Michael Oren Fitzgerald (born 1949) is an author, editor and entrepreneur. He and his wife, Judith Fitzgerald, have an adult son and live in Bloomington, Indiana.
The first book Fitzgerald recorded and edited was Yellowtail: Crow Medicine Man and Sun Dance Chief. It is the story of the late Thomas Yellowtail, one of the most honored American Indian spiritual leaders of the last century. Choice Magazine wrote, “This book becomes the personal testament of a pivotal figure in recent Crow cultural history. The book describes in exquisite detail Yellowtail’s philosophy. Fitzgerald examines the place of the Sun Dance, and of the sacred, in the life and future of the Crow… It is a serious work of anthropology and history.” Fitzgerald first met Susie Yellowtail, who is now enshrined in the Montana Hall of Fame, when he was Joseph Epes Brown’s graduate teaching assistant at Indiana University, Bloomington, for “Religious Traditions of the North American Indians”. Fitzgerald spent the summer of 1971 living with Thomas and Susie Yellowtail on the Crow Indian Reservation in Wyola, Montana, where he participated in the tribal Sun Dance and was adopted into the Yellowtail family and the Crow tribe. Following Dr. Brown’s 1972 departure to Montana, Fitzgerald taught a course of the same name in the Indiana University (Bloomington) Continuing Studies Department for two years.

========

Task requirements:
Condense the paragraph of the Fitzgerald biography that begins "The first book Fitzgerald recorded and edited" into a short bulleted list that keeps its main facts. Rely only on the Fitzgerald biography for the task.

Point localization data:
========

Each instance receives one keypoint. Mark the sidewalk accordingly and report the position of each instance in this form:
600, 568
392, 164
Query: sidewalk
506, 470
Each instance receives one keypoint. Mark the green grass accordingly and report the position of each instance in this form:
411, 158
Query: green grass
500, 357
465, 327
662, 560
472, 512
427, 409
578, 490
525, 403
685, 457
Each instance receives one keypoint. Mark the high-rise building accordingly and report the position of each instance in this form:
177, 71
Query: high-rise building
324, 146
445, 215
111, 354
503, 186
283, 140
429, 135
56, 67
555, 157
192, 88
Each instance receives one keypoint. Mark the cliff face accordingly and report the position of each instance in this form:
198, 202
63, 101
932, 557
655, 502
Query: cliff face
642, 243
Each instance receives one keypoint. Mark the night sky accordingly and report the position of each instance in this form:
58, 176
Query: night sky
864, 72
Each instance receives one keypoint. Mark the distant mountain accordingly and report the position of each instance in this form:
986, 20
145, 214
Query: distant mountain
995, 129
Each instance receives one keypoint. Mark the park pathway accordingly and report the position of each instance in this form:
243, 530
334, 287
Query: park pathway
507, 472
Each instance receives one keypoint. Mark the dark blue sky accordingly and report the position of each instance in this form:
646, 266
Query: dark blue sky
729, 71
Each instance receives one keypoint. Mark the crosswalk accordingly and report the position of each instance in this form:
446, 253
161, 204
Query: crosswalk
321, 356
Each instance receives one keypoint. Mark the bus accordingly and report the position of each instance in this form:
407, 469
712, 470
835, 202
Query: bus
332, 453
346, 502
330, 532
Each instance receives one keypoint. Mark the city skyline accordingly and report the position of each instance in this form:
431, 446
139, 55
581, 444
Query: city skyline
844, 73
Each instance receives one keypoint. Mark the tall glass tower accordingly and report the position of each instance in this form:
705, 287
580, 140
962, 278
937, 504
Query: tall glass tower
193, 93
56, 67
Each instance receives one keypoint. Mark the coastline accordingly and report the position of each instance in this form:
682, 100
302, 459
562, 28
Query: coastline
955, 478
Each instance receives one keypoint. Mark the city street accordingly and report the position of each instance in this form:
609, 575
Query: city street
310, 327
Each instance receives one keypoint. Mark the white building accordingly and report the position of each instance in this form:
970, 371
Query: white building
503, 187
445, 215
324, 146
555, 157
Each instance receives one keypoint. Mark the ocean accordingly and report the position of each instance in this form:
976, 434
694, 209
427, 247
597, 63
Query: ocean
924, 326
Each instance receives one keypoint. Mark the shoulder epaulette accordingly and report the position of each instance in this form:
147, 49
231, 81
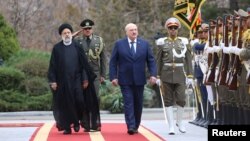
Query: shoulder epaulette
160, 41
184, 40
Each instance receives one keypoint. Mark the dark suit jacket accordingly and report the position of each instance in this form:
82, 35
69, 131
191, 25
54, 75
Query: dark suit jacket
131, 69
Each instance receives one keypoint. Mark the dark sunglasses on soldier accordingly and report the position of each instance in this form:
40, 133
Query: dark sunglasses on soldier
88, 28
173, 27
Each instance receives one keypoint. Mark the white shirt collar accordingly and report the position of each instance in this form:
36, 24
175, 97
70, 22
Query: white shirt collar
129, 41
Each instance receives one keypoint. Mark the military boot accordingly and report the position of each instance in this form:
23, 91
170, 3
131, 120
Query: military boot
170, 118
179, 123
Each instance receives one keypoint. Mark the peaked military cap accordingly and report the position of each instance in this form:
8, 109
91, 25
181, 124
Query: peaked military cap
173, 22
87, 23
243, 13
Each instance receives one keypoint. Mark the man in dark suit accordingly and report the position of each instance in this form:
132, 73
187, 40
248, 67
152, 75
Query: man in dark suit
127, 68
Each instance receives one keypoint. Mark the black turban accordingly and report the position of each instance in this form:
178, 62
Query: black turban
87, 23
63, 26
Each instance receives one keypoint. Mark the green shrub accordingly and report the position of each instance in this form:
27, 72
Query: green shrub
31, 62
8, 40
34, 86
12, 101
40, 103
10, 78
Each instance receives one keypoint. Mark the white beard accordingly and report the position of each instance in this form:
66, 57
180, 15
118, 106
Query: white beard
67, 40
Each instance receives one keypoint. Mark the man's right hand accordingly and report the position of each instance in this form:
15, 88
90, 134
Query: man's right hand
115, 82
158, 82
53, 86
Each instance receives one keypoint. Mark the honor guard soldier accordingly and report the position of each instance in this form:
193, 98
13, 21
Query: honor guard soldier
174, 56
244, 55
93, 46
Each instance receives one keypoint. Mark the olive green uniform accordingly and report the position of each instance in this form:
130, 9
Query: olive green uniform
173, 70
96, 56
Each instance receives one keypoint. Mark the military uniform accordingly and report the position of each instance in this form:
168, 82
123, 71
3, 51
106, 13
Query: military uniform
94, 48
174, 65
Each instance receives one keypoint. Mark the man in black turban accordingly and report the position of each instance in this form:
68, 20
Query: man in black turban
69, 76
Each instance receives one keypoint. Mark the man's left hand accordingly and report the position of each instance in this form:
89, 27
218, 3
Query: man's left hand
85, 84
102, 79
152, 80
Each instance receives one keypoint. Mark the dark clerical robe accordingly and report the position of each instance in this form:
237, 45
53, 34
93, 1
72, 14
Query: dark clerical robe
71, 103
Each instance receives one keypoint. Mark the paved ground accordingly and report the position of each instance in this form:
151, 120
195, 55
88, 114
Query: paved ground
152, 119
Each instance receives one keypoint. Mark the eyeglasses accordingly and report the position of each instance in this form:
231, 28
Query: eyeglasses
173, 27
88, 28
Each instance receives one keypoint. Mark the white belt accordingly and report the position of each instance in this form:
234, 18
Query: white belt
174, 64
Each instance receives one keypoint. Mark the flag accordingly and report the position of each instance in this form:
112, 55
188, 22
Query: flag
188, 12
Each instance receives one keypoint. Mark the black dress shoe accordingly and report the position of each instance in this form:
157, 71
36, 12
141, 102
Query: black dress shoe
76, 128
86, 130
67, 131
131, 131
59, 128
136, 131
96, 129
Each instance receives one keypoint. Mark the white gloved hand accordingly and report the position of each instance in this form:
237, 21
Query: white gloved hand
217, 49
226, 50
158, 82
237, 51
222, 45
231, 49
209, 50
189, 81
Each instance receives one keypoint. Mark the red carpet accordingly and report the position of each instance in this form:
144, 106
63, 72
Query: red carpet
110, 132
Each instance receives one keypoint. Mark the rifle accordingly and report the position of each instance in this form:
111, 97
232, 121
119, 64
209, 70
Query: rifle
215, 58
76, 33
248, 78
232, 85
225, 57
210, 55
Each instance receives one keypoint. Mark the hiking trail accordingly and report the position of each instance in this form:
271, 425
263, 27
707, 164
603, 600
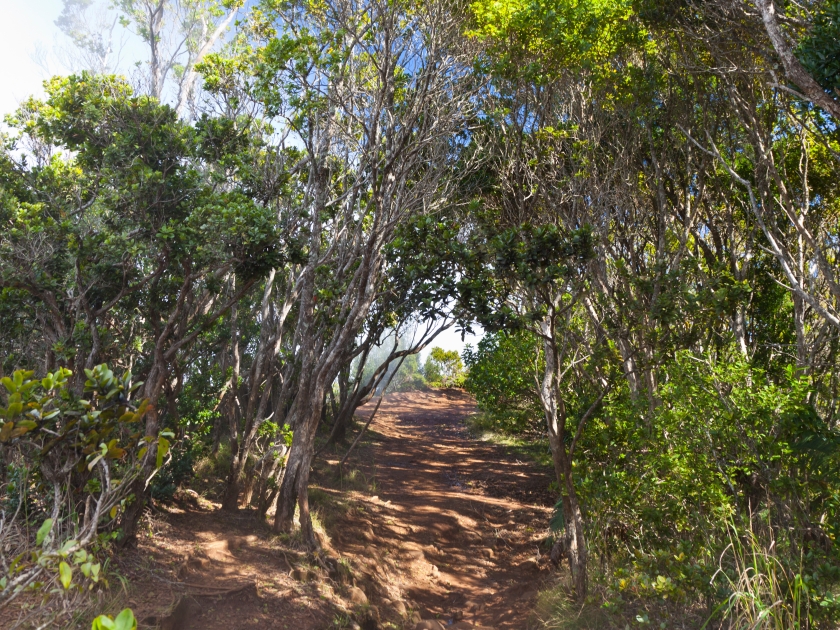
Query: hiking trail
448, 529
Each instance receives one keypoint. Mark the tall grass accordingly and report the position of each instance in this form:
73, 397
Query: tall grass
764, 594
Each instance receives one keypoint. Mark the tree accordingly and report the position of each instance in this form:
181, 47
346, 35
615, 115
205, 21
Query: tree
121, 225
444, 367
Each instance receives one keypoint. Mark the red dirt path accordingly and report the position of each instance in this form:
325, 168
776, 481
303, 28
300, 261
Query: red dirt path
452, 531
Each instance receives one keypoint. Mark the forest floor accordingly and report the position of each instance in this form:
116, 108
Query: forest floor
426, 522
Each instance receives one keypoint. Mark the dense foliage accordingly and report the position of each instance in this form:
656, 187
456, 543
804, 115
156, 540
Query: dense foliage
636, 199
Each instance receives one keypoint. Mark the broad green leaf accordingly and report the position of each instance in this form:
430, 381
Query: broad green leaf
125, 620
163, 449
66, 574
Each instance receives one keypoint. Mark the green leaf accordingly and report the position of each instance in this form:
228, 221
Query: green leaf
66, 574
163, 449
103, 622
43, 531
125, 620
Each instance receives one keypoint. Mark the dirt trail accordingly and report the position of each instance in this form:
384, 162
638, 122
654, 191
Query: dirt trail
466, 516
450, 531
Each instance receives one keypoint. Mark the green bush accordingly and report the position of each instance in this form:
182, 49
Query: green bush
501, 375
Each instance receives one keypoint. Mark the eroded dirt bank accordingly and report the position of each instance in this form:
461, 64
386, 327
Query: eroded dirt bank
442, 527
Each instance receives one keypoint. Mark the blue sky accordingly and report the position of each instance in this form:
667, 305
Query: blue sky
27, 33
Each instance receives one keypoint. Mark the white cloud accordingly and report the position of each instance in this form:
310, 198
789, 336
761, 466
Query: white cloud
27, 29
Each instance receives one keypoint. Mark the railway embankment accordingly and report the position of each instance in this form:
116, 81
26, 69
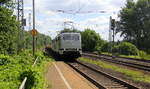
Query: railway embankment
134, 77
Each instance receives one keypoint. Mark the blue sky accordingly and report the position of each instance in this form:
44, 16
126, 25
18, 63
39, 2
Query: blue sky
50, 22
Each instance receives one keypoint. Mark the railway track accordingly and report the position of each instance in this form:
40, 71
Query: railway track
131, 63
101, 79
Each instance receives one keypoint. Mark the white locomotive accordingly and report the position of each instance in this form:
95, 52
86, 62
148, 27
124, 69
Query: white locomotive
68, 44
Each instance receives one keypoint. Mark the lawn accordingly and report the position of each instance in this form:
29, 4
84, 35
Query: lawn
13, 69
131, 74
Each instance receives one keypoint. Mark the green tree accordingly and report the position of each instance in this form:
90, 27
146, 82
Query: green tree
90, 40
126, 48
134, 23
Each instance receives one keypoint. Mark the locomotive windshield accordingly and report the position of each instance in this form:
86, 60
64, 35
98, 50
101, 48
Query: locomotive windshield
71, 37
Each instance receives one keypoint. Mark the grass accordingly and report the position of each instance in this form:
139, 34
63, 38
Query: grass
13, 69
131, 74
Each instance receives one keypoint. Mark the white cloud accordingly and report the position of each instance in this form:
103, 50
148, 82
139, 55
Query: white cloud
48, 21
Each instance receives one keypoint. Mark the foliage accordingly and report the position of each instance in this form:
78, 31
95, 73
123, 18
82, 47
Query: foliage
125, 48
69, 30
142, 54
8, 29
106, 47
3, 1
4, 59
134, 23
90, 40
131, 74
20, 66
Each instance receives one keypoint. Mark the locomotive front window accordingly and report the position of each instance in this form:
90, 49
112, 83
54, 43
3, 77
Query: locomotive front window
70, 37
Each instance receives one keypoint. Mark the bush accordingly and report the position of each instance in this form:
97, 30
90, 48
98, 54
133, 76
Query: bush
126, 48
106, 47
4, 59
142, 54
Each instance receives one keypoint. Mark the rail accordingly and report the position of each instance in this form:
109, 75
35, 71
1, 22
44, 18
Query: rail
121, 62
22, 86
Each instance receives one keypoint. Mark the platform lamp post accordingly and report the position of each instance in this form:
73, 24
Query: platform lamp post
34, 31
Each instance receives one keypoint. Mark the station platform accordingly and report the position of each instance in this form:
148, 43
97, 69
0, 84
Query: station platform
62, 76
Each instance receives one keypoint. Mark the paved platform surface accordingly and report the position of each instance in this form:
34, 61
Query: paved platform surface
62, 76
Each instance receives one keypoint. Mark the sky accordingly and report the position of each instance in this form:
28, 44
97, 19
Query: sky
49, 21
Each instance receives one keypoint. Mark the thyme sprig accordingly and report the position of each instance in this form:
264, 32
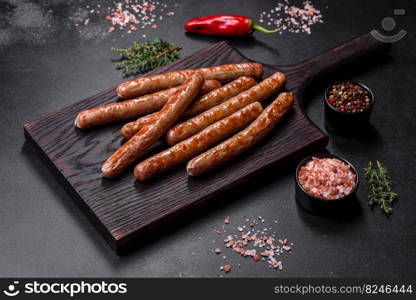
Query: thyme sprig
145, 56
380, 191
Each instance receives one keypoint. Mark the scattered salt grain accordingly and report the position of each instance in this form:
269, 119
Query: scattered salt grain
290, 18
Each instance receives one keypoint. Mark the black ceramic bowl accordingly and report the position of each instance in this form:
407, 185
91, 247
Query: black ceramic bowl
346, 121
321, 205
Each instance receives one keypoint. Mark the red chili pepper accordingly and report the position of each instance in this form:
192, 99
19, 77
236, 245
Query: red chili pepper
224, 25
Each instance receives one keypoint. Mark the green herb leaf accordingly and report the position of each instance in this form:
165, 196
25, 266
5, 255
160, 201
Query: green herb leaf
143, 57
380, 191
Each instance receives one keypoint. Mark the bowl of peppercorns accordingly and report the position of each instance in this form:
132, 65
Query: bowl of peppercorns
348, 105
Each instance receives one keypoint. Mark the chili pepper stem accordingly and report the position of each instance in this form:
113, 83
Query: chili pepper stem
259, 28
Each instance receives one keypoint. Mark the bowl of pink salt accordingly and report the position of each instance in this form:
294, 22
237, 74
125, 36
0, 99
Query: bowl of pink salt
325, 181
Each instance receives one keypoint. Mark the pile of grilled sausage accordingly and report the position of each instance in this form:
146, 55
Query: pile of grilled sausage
204, 122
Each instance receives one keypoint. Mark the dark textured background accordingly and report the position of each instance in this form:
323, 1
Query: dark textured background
46, 64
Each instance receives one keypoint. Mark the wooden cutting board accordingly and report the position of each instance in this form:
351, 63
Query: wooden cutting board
123, 210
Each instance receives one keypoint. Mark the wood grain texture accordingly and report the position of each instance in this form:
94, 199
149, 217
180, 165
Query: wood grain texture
123, 209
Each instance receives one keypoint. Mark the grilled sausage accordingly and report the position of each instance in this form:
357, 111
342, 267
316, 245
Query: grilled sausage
243, 140
151, 132
205, 102
128, 109
218, 96
197, 143
223, 73
259, 92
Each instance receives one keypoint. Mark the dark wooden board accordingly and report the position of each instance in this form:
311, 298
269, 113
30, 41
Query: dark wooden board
124, 209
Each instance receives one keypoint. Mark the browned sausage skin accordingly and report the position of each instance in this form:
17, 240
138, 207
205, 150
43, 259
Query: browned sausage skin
259, 92
223, 73
152, 131
197, 143
243, 140
205, 102
218, 96
128, 109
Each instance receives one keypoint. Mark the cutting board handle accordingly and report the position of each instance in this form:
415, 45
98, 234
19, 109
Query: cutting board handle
355, 50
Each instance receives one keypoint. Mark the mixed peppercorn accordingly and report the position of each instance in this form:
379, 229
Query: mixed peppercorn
349, 97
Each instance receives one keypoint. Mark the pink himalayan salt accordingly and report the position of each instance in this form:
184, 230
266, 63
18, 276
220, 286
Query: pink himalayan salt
327, 178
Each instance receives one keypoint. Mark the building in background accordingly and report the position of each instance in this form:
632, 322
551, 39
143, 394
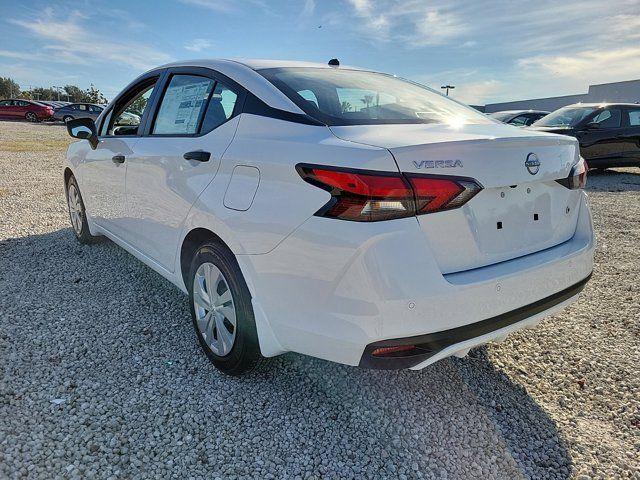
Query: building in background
618, 92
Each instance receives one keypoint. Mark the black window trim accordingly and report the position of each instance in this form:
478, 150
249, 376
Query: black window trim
216, 76
106, 113
626, 118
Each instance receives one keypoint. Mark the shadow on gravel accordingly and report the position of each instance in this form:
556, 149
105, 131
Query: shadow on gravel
105, 377
610, 180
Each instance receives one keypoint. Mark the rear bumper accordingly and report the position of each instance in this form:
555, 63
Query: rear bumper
335, 289
430, 345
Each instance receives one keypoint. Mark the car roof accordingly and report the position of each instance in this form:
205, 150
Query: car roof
515, 112
245, 72
257, 63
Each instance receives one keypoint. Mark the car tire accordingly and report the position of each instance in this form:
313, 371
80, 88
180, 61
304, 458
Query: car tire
77, 213
221, 310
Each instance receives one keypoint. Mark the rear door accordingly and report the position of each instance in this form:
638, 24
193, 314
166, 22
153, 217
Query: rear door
631, 135
6, 108
177, 157
601, 136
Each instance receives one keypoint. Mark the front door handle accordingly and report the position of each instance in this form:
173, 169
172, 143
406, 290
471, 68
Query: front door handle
198, 155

========

Task response:
- Fitzgerald's first recorded and edited book was *Yellowtail: Crow Medicine Man and Sun Dance Chief*, the story of the late Thomas Yellowtail, one of the most honored American Indian spiritual leaders of the last century.
- Choice Magazine praised it as the personal testament of a pivotal figure in recent Crow cultural history and as a serious work of anthropology and history.
- Fitzgerald first met Susie Yellowtail, now enshrined in the Montana Hall of Fame, while he was Joseph Epes Brown's graduate teaching assistant at Indiana University, Bloomington, for "Religious Traditions of the North American Indians."
- In the summer of 1971 he lived with Thomas and Susie Yellowtail on the Crow Indian Reservation in Wyola, Montana. There he took part in the tribal Sun Dance and was adopted into the Yellowtail family and the Crow tribe.
- After Dr. Brown left for Montana in 1972, Fitzgerald taught a course of the same name for two years in Indiana University's (Bloomington) Continuing Studies Department.